EXERCISE INSTRUCTIONS
Identify every line in the items below that contains the string "cabinet", and copy each of those lines in full. Treat the match as case-sensitive.
Begin INPUT MATERIAL
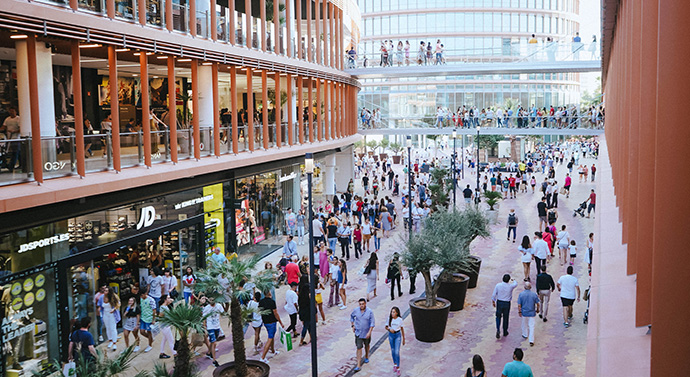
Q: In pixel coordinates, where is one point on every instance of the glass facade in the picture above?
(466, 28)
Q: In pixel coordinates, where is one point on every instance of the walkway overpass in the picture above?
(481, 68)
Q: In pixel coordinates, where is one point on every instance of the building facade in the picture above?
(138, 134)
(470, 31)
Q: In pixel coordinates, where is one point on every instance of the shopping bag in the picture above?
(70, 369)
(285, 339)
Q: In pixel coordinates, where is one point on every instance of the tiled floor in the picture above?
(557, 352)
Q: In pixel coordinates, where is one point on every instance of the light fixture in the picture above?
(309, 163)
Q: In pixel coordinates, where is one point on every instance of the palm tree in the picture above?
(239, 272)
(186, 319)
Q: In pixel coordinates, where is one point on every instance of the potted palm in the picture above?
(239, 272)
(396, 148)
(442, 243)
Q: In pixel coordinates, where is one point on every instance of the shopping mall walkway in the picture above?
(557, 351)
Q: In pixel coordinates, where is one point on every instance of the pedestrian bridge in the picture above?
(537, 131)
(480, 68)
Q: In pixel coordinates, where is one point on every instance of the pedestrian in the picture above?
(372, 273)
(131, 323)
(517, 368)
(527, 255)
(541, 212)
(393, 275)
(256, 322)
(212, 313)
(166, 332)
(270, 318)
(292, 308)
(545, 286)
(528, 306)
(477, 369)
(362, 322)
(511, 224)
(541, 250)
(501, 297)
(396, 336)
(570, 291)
End INPUT MATERIAL
Begin INPUT MATERIAL
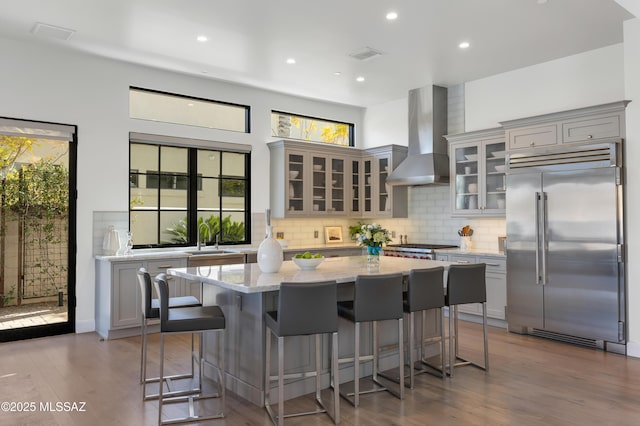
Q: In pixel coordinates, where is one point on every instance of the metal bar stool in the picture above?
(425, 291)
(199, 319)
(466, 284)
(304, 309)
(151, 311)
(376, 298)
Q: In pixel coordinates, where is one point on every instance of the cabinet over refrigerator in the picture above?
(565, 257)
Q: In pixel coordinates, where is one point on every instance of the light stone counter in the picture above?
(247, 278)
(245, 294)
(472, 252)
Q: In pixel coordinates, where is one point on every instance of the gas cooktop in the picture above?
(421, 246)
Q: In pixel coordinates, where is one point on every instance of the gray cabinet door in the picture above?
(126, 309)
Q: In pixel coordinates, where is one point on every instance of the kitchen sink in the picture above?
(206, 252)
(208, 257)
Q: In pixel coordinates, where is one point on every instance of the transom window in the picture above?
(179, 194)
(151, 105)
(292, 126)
End INPUT MATERIAL
Begin INPUT MATERIAL
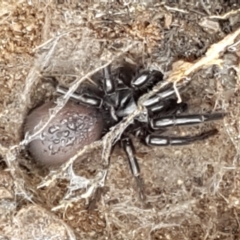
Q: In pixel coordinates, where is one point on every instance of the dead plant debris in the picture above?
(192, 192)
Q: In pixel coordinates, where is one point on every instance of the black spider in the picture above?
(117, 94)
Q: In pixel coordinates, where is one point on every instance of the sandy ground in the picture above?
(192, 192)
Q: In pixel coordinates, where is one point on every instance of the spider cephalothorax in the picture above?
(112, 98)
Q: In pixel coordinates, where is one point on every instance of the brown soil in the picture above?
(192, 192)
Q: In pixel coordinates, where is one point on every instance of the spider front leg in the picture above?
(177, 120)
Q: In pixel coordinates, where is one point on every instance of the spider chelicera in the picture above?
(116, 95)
End INPUT MATERIAL
FULL ANSWER
Q: In pixel coordinates, where is one point on every instance of the cabinet over refrigerator in the picture above?
Q: In pixel coordinates, where is one point on every instance of the gray cabinet door in the picture above?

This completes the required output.